Trecho do texto →

Camila Furchi, 39, abre o coração e conta como foi seu processo de sair do armário que começou nos anos 90 e terminou no início dos anos 2000.

Ana Clara, Agência Todas

Essa é a segunda matéria do Especial “Lésbicas, três gerações”. Conversamos com a Camila Furchi, 39 anos, cientista social formada na USP e mestrado na área pela UFABC. Para ela, o processo de “sair do armário” se deu em três etapas — assumir para si mesma, encontrar uma rede de amigos e se assumir para a família. É claro que essa síntese de avaliação só foi possível a posteriori a partir de uma profunda reflexão sobre as decisões que ela tomou na vida, tanto para se encontrar quanto para fugir de si mesma.

 

NÃO SOU IGUAL ÀS OUTRAS GAROTAS

 

Para mim, esse processo aconteceu desde muito cedo. Desde o pré, eu já me percebia diferente das outras meninas e gostava mais de brincadeiras que eram consideradas “de menino”. Mas esse não foi o ponto principal: eu me apaixonava pelas meninas — esse sentimento se manteve ao longo da infância e pré-adolescência.

O que se pede → Reescreva o trecho do texto sobre Camila Furchi que abre com as palavras "NÃO SOU IGUAL" e fecha com "infância e pré-adolescência.", trocando "meninas" por "garotas".

Material fornecido →
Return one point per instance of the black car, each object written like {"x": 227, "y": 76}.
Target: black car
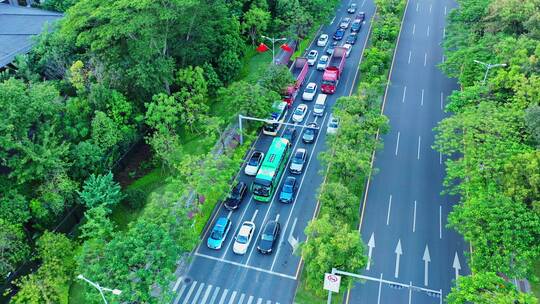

Resposta correta →
NÃO SOU IGUAL ÀS OUTRAS GAROTAS

 

Para mim, esse processo aconteceu desde muito cedo. Desde o pré, eu já me percebia diferente das outras garotas e gostava mais de brincadeiras que eram consideradas “de menino”. Mas esse não foi o ponto principal: eu me apaixonava pelas garotas — esse sentimento se manteve ao longo da infância e pré-adolescência.